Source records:
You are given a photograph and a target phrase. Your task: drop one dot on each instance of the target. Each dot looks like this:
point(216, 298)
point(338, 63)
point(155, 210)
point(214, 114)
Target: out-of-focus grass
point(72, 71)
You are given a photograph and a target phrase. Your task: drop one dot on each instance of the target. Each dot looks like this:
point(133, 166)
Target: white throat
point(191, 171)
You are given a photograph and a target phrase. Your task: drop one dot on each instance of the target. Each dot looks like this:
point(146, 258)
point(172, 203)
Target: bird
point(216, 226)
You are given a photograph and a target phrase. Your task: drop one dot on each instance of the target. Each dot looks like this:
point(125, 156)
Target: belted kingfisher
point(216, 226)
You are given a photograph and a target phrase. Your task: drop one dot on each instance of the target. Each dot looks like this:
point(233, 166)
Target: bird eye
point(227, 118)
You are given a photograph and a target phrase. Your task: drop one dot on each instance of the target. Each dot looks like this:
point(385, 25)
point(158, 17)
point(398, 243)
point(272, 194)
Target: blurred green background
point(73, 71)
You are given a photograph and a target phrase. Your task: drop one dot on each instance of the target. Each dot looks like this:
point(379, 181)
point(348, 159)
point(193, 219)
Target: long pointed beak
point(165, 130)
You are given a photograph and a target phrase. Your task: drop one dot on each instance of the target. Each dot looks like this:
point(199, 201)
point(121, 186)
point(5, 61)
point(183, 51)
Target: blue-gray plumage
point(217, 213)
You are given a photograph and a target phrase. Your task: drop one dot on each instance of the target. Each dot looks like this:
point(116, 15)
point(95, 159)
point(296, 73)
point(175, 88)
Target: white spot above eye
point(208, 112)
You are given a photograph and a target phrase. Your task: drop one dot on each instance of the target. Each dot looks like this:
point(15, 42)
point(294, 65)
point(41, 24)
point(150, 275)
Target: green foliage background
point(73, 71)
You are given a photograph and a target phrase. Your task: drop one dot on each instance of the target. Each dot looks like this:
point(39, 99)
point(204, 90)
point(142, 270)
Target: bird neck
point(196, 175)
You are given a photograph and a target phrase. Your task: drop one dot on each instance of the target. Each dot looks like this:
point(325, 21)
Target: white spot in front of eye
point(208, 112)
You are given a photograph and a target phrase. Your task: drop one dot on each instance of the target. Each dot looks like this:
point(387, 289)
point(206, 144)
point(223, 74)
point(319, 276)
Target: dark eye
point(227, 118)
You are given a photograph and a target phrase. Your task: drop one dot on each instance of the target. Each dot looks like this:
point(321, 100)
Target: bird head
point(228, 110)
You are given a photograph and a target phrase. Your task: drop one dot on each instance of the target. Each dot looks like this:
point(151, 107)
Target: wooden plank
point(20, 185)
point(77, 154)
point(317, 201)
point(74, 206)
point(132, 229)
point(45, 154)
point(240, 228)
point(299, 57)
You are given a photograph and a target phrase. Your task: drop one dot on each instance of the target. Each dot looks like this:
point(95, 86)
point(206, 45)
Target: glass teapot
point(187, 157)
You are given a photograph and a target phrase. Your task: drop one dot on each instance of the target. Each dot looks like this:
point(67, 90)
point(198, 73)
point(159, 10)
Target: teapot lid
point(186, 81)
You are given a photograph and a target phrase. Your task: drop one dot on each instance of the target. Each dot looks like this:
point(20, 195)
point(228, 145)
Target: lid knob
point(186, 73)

*What to produce:* Copy the material above word for word, from start to finish.

*Result of the exercise:*
You are given a photograph and a target phrase. Your task: drop one dot on each instance of the target. Each dot looks like this:
point(216, 298)
point(338, 63)
point(155, 210)
point(214, 114)
Target: out-of-focus grass
point(72, 71)
You are given a photograph and a target phrase. Your task: drop one dot on each instance of the target. Each dot looks like this:
point(133, 166)
Target: white throat
point(191, 171)
You are given a photograph and a target phrase. Your task: drop one dot on each instance of the target. Each dot looks like this:
point(146, 258)
point(172, 203)
Target: bird
point(216, 226)
You are given a photograph and a target phrase. Your task: drop one dot on each instance of the target. Each dot looks like this:
point(125, 156)
Target: belted kingfisher
point(216, 226)
You are given a photograph and a target phrase. Your task: drop one dot on each instance of the target. Each dot looks like this:
point(233, 166)
Target: bird eye
point(227, 118)
You are given a photograph and a target phrase. Your task: drop one dot on each instance of the target. Each dot looks like this:
point(385, 25)
point(158, 17)
point(398, 243)
point(272, 194)
Target: blurred green background
point(73, 71)
You are given a photograph and a target phrase. Your task: drop one dot on each instance of the target. Each dot looks like this:
point(379, 181)
point(348, 159)
point(193, 219)
Target: long pointed beak
point(165, 130)
You are given a photograph and a target phrase. Your task: drop one dot on each instance of the target. Each dot looks like this:
point(199, 201)
point(121, 186)
point(5, 61)
point(183, 51)
Target: blue-gray plumage
point(217, 213)
You are given a photograph and a target phrase. Your task: drop one dot on each instance of the target. Each dot looks like this:
point(116, 15)
point(95, 159)
point(296, 73)
point(175, 88)
Target: white spot above eye
point(208, 112)
You are given a photograph and a target phrase. Your task: drop one dot on each instance of the target. Each dot looks like this:
point(15, 42)
point(294, 65)
point(41, 24)
point(150, 275)
Target: green foliage background
point(73, 71)
You are given a photograph and a target phrase. Your task: drop one dot on each instance of the target. Each dot looks like this:
point(39, 99)
point(204, 90)
point(142, 270)
Target: bird neck
point(196, 175)
You are given a photograph and a target phrase. Your task: drop one dot on each instance of the target. Each dot looks like this:
point(325, 21)
Target: white spot in front of eye
point(208, 112)
You are given a photograph and a target phrase. Your task: drop one dot on each instance of the target. Each dot looks like this:
point(387, 289)
point(206, 144)
point(223, 74)
point(319, 276)
Target: dark eye
point(227, 118)
You are given a photograph and a target phrase. Your task: drop one dot on each instance of the target. Each dot looks like this:
point(321, 100)
Target: bird head
point(228, 110)
You are given a photograph and a target phrase. Your task: drop one dot on each instance of the target. Each dot looks like this:
point(151, 107)
Target: wooden plank
point(20, 185)
point(77, 154)
point(317, 201)
point(74, 206)
point(132, 229)
point(45, 154)
point(240, 228)
point(299, 57)
You are given a photograph and a target phrase. Your task: drop one dot on each instance of the target. Each dot looks like this:
point(95, 86)
point(206, 45)
Target: glass teapot
point(187, 157)
You are given a photograph and a target phrase. Your task: drop one dot on each instance of the target. Each dot looks like this:
point(67, 90)
point(198, 73)
point(159, 10)
Target: teapot lid
point(186, 81)
You are given a photograph and a target phrase. Your task: drop one dot on each instance of the target. Each dot looks like this:
point(20, 195)
point(228, 145)
Target: lid knob
point(186, 73)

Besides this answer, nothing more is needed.